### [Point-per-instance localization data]
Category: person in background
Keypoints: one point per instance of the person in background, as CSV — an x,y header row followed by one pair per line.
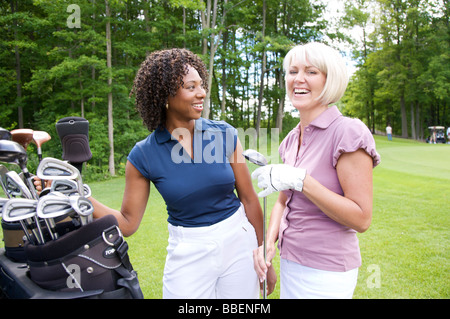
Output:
x,y
325,184
389,132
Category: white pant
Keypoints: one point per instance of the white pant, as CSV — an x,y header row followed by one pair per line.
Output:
x,y
300,282
212,262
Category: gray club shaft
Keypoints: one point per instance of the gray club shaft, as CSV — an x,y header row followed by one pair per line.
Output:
x,y
259,159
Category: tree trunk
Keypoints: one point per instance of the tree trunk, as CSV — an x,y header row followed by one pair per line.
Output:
x,y
263,71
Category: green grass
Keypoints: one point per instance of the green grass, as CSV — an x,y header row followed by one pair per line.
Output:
x,y
405,252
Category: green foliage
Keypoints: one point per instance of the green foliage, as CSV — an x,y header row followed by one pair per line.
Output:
x,y
50,69
404,70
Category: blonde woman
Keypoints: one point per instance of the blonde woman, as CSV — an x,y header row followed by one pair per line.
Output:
x,y
325,183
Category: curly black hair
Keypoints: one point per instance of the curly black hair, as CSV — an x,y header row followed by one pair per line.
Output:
x,y
161,75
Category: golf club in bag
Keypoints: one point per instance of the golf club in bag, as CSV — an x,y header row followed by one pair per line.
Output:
x,y
62,252
257,158
74,135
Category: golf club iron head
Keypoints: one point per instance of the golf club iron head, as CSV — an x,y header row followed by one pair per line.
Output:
x,y
5,134
255,157
52,206
83,207
23,136
2,203
23,210
3,171
16,187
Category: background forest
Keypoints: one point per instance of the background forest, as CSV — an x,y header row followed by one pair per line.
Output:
x,y
63,58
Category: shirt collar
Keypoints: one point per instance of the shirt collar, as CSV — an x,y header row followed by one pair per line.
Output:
x,y
326,118
162,135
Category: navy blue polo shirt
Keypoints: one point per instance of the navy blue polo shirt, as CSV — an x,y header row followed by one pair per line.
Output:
x,y
199,191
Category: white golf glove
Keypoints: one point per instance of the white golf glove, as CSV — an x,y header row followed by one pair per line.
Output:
x,y
278,177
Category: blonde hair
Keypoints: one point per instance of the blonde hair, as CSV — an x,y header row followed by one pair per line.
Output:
x,y
328,61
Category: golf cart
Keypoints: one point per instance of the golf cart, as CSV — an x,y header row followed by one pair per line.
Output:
x,y
437,135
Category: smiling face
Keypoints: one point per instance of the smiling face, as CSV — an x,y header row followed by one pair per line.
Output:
x,y
304,84
187,104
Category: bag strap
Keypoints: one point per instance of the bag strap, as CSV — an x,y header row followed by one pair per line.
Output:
x,y
129,278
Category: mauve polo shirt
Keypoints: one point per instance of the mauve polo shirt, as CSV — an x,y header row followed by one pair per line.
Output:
x,y
307,236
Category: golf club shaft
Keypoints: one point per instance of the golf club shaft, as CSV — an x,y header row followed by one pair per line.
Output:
x,y
264,246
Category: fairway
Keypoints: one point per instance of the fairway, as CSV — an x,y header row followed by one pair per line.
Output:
x,y
405,252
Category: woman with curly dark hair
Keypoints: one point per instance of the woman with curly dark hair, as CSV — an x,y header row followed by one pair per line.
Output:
x,y
196,165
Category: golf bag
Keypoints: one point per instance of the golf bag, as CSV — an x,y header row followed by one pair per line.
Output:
x,y
91,258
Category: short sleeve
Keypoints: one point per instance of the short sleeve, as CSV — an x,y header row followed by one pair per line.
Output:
x,y
352,136
139,160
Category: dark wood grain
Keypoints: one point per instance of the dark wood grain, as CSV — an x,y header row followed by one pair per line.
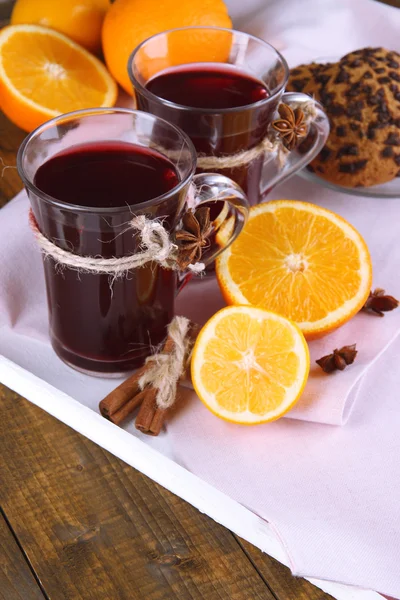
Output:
x,y
16,579
94,528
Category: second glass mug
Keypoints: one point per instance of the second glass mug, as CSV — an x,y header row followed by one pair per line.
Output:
x,y
225,131
96,326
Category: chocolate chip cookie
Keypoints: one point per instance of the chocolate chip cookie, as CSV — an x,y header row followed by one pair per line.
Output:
x,y
361,95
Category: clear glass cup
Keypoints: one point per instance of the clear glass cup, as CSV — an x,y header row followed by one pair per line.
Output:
x,y
96,326
225,132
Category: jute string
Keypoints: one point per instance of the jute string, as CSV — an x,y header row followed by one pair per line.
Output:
x,y
167,369
156,246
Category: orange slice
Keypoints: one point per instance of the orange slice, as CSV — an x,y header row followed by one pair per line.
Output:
x,y
301,261
44,74
249,365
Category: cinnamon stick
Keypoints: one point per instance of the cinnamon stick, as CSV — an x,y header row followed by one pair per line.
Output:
x,y
147,413
117,400
122,401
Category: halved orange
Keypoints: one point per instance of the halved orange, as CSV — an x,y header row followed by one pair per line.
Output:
x,y
301,261
249,365
44,74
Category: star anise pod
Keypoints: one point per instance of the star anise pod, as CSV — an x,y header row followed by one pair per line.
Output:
x,y
378,302
291,127
338,360
192,238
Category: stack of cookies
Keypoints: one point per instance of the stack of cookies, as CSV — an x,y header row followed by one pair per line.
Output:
x,y
361,96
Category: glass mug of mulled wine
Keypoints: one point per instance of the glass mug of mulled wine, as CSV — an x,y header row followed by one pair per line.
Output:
x,y
87,175
223,87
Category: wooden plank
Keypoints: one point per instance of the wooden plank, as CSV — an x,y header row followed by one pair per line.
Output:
x,y
279,578
16,579
93,527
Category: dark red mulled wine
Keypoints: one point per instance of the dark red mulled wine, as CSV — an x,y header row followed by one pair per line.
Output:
x,y
91,317
207,87
106,175
226,114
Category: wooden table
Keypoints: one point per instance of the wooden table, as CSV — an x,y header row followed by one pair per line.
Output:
x,y
79,524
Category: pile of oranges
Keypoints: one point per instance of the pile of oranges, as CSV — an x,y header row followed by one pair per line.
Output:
x,y
297,271
48,62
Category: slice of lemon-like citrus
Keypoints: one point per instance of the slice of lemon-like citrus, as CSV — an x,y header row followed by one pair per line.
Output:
x,y
44,74
301,261
249,365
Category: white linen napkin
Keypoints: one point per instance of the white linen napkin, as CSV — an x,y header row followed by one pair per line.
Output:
x,y
331,493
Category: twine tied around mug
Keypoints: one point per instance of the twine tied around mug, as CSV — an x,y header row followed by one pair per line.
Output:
x,y
271,144
156,246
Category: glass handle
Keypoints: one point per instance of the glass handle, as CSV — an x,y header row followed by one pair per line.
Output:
x,y
229,209
297,159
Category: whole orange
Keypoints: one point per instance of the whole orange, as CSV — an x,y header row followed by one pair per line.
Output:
x,y
80,20
130,22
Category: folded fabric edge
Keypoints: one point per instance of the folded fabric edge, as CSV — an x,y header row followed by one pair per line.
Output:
x,y
207,499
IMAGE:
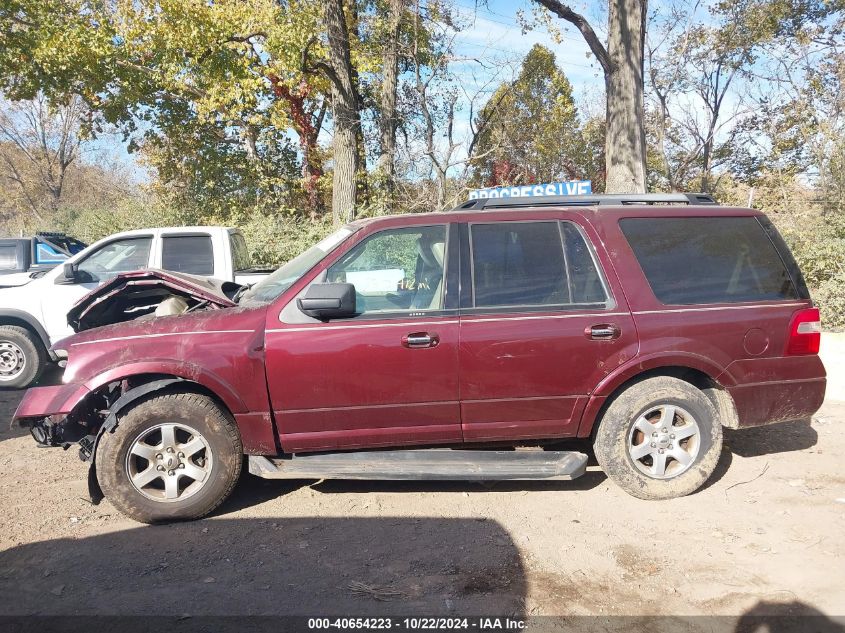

### [Prompt]
In the records above, find the line with "Category: dark wood grain" and the line with "Keypoints: one point per instance of the halved"; please transcribe exactly those two lines and all lines between them, omitting any picture.

### [Exercise result]
Category: dark wood grain
Keypoints: one point per instance of the dark wood grain, as CSV — an x,y header row followed by one pair per line.
Output:
x,y
16,579
94,528
Category: second glass mug
Keypoints: one point per instance of the second glass mug, as CSV — an x,y header row followed by one pair per line.
Output:
x,y
225,131
96,326
Category: chocolate chip cookie
Keypoints: one point per instance of the chocolate chip cookie, as CSV — an x,y header row followed by one pair per line.
Output:
x,y
361,95
Category: clear glass cup
Keypoints: one point per instance of the clear glass cup, as CSV — an x,y header row followed by one pair per line.
Output:
x,y
96,326
225,132
Category: jute string
Keypoints: one point per instance of the jute string, as CSV — an x,y header row followed by one pair per line.
Output:
x,y
167,369
156,246
Category: orange slice
Keypoints: one point per instance of the orange slice, as CSV — an x,y header row followed by one pair per line.
Output:
x,y
301,261
44,74
249,365
Category: cinnamon stick
Keypoints: one point per instance of the cinnamon stick, as CSV — an x,y header row followed by one pair per line.
Output:
x,y
147,413
117,400
122,401
Category: halved orange
Keypoints: one point per instance of the halved orange, as CSV — an x,y header row followed by one pair per line.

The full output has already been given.